Short problem 1:
Reproduce the stretch from "There are dozens" through "the next level." in the keyword research article below.
Begin Page excerpt
There are dozens of keyword research apps out there revving their analytical engines. Pick your faves and take your keyword research to the next level.
We’re going to help you with that.
As a top SEM Agency, we use the best mutherforking keyword research tools this side of Kaffeklubben to generate over $1.25 million in Monthly Recurring Revenue (MRR).
It’s your turn to get a piece of that pie.
Grab some coffee. Here we go.
This is the big one.
We’ve already mentioned the importance of uncovering search terms to improve your SEO-centric content. But this is the place where you go to find those things.
Search terms are the words and phrases people type into search engines. They trigger your ads for display and, hopefully, lead to clicks. The clicks cost money, but each one can send you a qualified, ready-to-buy visitor.
You can find these search terms easily. Go into the “Campaigns” section of your Google Ads account and click on the “Keywords” tab.
Select which keywords you want to investigate, and click the “Search terms” button to see your list.
You’ll see a list of all the terms people typed into Google to trigger your ads and prompt a click out of them.
Some will be irrelevant phrases (that you add to your negative keyword list). But you may also uncover phrases you haven’t thought about bidding on before, or realize there’s a gaping hole in your on-site content that you need to fill. Either way, you’ll have a better chance of leading prospects through your funnel and toward conversions.
To see search terms, set your keywords to broad match rather than phrase match or exact match. It might reduce the ROI of your budget in the meantime, but if you pay close attention to the search queries and act on them properly, that short loss in ROI could be a good investment.
This is not the simplest tool, but it’s a great one to jump start adding keywords for a new product or service. Google Keyword Planner is accessible with any Google Ads account. Log in. You have two options. We’ll focus on the first: Discover new keywords.
Narrow down which keywords to include with filters.
Google gives you average monthly search volume, competition, and how much you should bid and spend on a PPC Google Ads campaigns. Group keywords, change location and date ranges and download keyword ideas.
There’s a lot to this keyword research tool beyond the scope of this overview. But if this tool rings your bell, check out Backlinko’s in-depth Keyword Planner guide.
UberSuggest is one of the easiest keyword research tools on the planet. It has a dead-simple user interface. Nice. And what I mean by that is that so much information is shown right off the initial search without having to drill down.
The first screen lets you do one thing: Enter a domain or a keyword.
From there, an exhaustive list of potential terms appears along with a done-for-you analysis of keyword overview, top SEO pages, keyword suggestions, content ideas, and backlink data.
As a newbie, the left sidebar puts all my options right there without knowing a lot about those things. The keyword overview bar is really helpful.
End Page excerpt
Begin Data listing
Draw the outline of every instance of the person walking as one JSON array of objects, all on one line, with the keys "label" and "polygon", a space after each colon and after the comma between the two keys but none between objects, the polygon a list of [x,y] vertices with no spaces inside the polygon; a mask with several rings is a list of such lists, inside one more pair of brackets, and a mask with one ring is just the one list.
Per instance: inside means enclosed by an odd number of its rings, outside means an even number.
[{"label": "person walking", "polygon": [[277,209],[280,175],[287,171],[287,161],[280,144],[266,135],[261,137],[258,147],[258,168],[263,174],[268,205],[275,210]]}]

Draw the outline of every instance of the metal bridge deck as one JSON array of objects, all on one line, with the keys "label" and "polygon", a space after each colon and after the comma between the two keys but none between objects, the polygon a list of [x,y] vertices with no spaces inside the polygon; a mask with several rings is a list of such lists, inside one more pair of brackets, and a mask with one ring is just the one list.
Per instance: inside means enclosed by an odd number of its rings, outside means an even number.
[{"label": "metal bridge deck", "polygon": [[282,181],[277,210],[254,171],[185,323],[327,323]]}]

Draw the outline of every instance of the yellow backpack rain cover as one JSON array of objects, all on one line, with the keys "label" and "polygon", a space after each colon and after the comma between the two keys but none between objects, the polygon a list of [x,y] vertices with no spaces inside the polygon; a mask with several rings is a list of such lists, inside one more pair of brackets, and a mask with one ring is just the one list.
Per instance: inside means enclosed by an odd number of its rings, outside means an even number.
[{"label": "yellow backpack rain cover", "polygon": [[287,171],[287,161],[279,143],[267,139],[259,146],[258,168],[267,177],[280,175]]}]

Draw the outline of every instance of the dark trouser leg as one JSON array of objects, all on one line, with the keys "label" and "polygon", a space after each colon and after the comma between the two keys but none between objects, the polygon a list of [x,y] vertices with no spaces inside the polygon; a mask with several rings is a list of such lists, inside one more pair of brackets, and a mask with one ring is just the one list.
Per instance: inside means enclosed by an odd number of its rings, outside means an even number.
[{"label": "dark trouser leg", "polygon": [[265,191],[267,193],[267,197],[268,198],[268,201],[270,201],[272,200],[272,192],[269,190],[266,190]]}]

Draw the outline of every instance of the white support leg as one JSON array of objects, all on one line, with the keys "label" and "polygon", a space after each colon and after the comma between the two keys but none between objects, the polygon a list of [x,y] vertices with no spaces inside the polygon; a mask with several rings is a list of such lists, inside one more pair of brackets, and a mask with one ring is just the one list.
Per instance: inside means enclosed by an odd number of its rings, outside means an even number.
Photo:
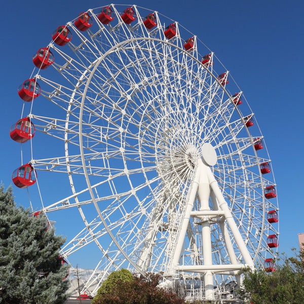
[{"label": "white support leg", "polygon": [[[200,211],[209,211],[210,210],[209,203],[210,195],[209,180],[201,160],[199,160],[198,166],[200,168],[200,171],[201,172],[198,188],[199,198],[201,203]],[[208,219],[206,219],[205,221],[203,221],[201,226],[204,265],[210,266],[212,264],[212,249],[210,221]],[[206,299],[207,300],[213,299],[214,297],[213,276],[210,271],[207,271],[204,274],[204,285]]]},{"label": "white support leg", "polygon": [[207,165],[205,165],[205,167],[207,170],[207,174],[208,175],[210,186],[213,192],[214,193],[214,195],[216,197],[217,201],[218,202],[219,207],[225,213],[225,218],[227,221],[228,225],[231,229],[231,231],[234,236],[236,243],[237,243],[237,245],[238,245],[238,247],[241,251],[241,253],[243,256],[243,258],[245,260],[245,262],[248,266],[249,266],[249,267],[253,268],[253,261],[252,260],[251,256],[250,255],[250,254],[249,253],[249,252],[246,246],[244,240],[242,238],[242,236],[239,231],[239,229],[234,221],[233,216],[231,213],[228,204],[227,204],[226,201],[225,201],[225,199],[224,198],[220,189],[217,184],[217,182],[215,180],[210,168]]},{"label": "white support leg", "polygon": [[179,232],[178,237],[177,238],[176,246],[172,260],[171,265],[173,268],[173,269],[175,269],[175,267],[178,264],[179,258],[180,258],[180,254],[182,250],[185,237],[186,236],[186,233],[188,227],[188,224],[189,223],[189,221],[190,220],[190,214],[192,211],[192,209],[193,209],[194,202],[195,201],[195,198],[197,195],[197,190],[199,186],[200,176],[200,169],[199,168],[198,168],[196,171],[195,177],[194,178],[194,180],[193,181],[193,184],[192,185],[192,188],[191,189],[189,197],[187,200],[184,216],[181,223],[180,231]]}]

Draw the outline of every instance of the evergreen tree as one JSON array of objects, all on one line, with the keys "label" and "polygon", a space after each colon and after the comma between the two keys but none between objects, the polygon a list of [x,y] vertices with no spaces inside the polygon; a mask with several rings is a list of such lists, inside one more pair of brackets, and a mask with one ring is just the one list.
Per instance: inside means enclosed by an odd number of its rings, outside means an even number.
[{"label": "evergreen tree", "polygon": [[0,303],[60,304],[67,298],[64,240],[48,229],[46,217],[16,206],[11,187],[0,186]]},{"label": "evergreen tree", "polygon": [[253,304],[302,304],[304,303],[304,252],[295,256],[283,255],[277,270],[248,270],[240,291],[244,303]]}]

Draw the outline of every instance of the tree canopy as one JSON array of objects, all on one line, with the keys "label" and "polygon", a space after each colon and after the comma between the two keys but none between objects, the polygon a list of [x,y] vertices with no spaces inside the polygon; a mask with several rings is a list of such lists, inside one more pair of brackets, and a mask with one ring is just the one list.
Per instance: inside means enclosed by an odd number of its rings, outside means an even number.
[{"label": "tree canopy", "polygon": [[173,290],[160,288],[160,275],[132,275],[122,269],[113,272],[100,286],[92,304],[182,304]]},{"label": "tree canopy", "polygon": [[0,303],[64,303],[69,282],[59,256],[64,242],[45,216],[17,208],[11,187],[5,191],[1,185]]},{"label": "tree canopy", "polygon": [[272,273],[261,269],[245,273],[240,291],[244,303],[304,303],[304,252],[289,258],[282,255],[277,262],[277,269]]}]

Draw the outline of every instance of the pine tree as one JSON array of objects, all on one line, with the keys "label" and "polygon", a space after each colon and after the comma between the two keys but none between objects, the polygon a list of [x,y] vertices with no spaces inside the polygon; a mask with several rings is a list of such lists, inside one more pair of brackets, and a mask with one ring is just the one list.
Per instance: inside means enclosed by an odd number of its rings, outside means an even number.
[{"label": "pine tree", "polygon": [[64,240],[43,214],[16,206],[11,187],[0,186],[0,303],[64,303],[69,282],[59,250]]}]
End Data listing
Short problem 2:
Count the lines in the records above that contain the string "pine", and give only the number.

Written response 1:
There are dozens of keyword research apps out there revving their analytical engines. Pick your faves and take your keyword research to the next level.

Written response 2:
2